Task set:
• a. In the algorithm write-up, what is the maximum number of grid cells given under the complexity target?
• b. From the algorithm write-up, copy everything from "Practical implementation: for" down to "Reference solution (C++)", unchanged.

Document segment:
:::

Step 2 — build the "component graph": two components are adjacent if any pair of their cells is orthogonally adjacent in the grid. For each pair of distinct IDs (A, B) that share at least one component-graph edge, BFS over the union of components labelled A or B that are connected through other A/B components. Answer is the max BFS size.

Practical implementation: for each component C with ID A, look at its neighbours in the component graph; for each neighbour ID B ≠ A, start a BFS over the union "components with ID ∈ {A, B}" reachable from C using only A/B edges, summing their cell counts. Cache (C, B) so each pair is processed once.

Complexity target

Up to N² = 62,500 cells. The component graph has at most O(N²) nodes and O(N²) edges. Pair-BFS in the worst case touches every edge for every pair, but the number of distinct (A, B) seed pairs is bounded by the edge count of the component graph, giving overall O(N² · avgDeg) — fast enough.

Reference solution (C++)

#include <bits/stdc++.h>
using namespace std;

int N;
vector<vector<int>> g;          // grid IDs
vector<vector<int>> comp;       // comp id per cell, -1 unset
vector<int> compSize, compID;   // per component
vector<set<int>> adj;           // adj[c] = component-ids touching c
int dx[4] = {0,0,1,-1}, dy[4] = {1,-1,0,0};

void floodComp(int sr, int sc, int cid) {
    queue<pair<int,int>> q; q.push({sr, sc}); comp[sr][sc] = cid;
    int v = g[sr][sc], sz = 0;
    while (!q.empty()) {
        auto [r, c] = q.front(); q.pop(); ++sz;
        for (int d = 0; d < 4; ++d) {
            int nr = r + dx[d], nc = c + dy[d];
            if (nr < 0 || nc < 0 || nr >= N || nc >= N) continue;
            if (g[nr][nc] == v && comp[nr][nc] == -1) { comp[nr][nc] = cid; q.push({nr, nc}); }
        }
    }
    compSize.push_back(sz); compID.push_back(v);
}

int main() {
    ios_base::sync_with_stdio(false);
    cin.tie(nullptr);
    cin >> N;
    g.assign(N, vector<int>(N));
    comp.assign(N, vector<int>(N, -1));
    for (auto& row : g) for (auto& x : row) cin >> x;
    for (int r = 0; r < N; ++r) for (int c = 0; c < N; ++c)

:::

Entries supplied:
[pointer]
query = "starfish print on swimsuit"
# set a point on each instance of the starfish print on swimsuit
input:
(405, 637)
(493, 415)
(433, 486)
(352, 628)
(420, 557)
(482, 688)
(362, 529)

:::

Answers to this exercise:
• a. Up to N² = 62,500 cells.

• b.
Practical implementation: for each component C with ID A, look at its neighbours in the component graph; for each neighbour ID B ≠ A, start a BFS over the union "components with ID ∈ {A, B}" reachable from C using only A/B edges, summing their cell counts. Cache (C, B) so each pair is processed once.

Complexity target

Up to N² = 62,500 cells. The component graph has at most O(N²) nodes and O(N²) edges. Pair-BFS in the worst case touches every edge for every pair, but the number of distinct (A, B) seed pairs is bounded by the edge count of the component graph, giving overall O(N² · avgDeg) — fast enough.

Reference solution (C++)